• **Goal of the exercise**
From the first line of the records down to the one that holds "written like (177,318).", transcribe each line exactly and add nothing.

[Saved entries]

---+---

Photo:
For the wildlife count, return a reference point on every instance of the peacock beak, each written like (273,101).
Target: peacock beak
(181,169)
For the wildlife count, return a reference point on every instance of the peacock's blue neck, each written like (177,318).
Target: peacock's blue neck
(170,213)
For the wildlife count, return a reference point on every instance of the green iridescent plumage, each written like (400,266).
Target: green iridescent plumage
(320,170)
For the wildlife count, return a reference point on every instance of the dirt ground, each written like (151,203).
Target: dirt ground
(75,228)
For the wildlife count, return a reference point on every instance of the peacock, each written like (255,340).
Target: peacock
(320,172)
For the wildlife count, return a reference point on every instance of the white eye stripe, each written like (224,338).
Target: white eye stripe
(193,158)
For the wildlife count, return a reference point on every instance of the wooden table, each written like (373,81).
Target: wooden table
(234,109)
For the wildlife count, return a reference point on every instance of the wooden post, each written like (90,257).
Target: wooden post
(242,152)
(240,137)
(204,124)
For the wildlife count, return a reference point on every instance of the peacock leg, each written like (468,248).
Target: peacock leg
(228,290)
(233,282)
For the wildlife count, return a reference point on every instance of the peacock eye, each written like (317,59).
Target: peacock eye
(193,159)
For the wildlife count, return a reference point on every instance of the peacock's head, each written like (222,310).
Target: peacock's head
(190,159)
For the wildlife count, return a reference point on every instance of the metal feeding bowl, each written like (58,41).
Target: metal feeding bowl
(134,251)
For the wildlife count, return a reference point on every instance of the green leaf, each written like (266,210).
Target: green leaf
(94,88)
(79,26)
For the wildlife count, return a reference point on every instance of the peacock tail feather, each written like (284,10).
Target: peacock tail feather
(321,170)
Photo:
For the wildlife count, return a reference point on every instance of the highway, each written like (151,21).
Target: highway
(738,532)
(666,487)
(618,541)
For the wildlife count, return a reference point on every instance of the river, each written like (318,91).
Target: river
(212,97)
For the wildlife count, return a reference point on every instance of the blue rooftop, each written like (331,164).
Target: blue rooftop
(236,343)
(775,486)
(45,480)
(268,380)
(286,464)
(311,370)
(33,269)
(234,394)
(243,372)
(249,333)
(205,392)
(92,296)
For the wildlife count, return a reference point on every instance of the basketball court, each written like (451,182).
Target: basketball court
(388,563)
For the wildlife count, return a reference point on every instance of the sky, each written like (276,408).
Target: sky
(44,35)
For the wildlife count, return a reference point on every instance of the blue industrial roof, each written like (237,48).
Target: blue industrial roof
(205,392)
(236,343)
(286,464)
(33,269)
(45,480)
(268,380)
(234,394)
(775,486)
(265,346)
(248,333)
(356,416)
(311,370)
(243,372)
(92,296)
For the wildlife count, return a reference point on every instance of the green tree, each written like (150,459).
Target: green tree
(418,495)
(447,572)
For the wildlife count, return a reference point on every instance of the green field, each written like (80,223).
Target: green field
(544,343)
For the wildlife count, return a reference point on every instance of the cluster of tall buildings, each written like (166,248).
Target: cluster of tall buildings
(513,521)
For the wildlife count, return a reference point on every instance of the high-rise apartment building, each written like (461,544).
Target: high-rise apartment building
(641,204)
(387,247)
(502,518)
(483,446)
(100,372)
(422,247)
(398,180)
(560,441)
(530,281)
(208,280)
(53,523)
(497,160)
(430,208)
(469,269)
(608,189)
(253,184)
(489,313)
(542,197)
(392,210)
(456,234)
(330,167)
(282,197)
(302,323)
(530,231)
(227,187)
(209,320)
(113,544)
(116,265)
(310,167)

---+---

• **Output below**
Photo:
For the wildlife count, return a reference point on every instance of the peacock beak, each written like (273,101).
Target: peacock beak
(181,169)
For the wildlife count, return a reference point on every instance of the peacock's blue neck, each written like (177,318).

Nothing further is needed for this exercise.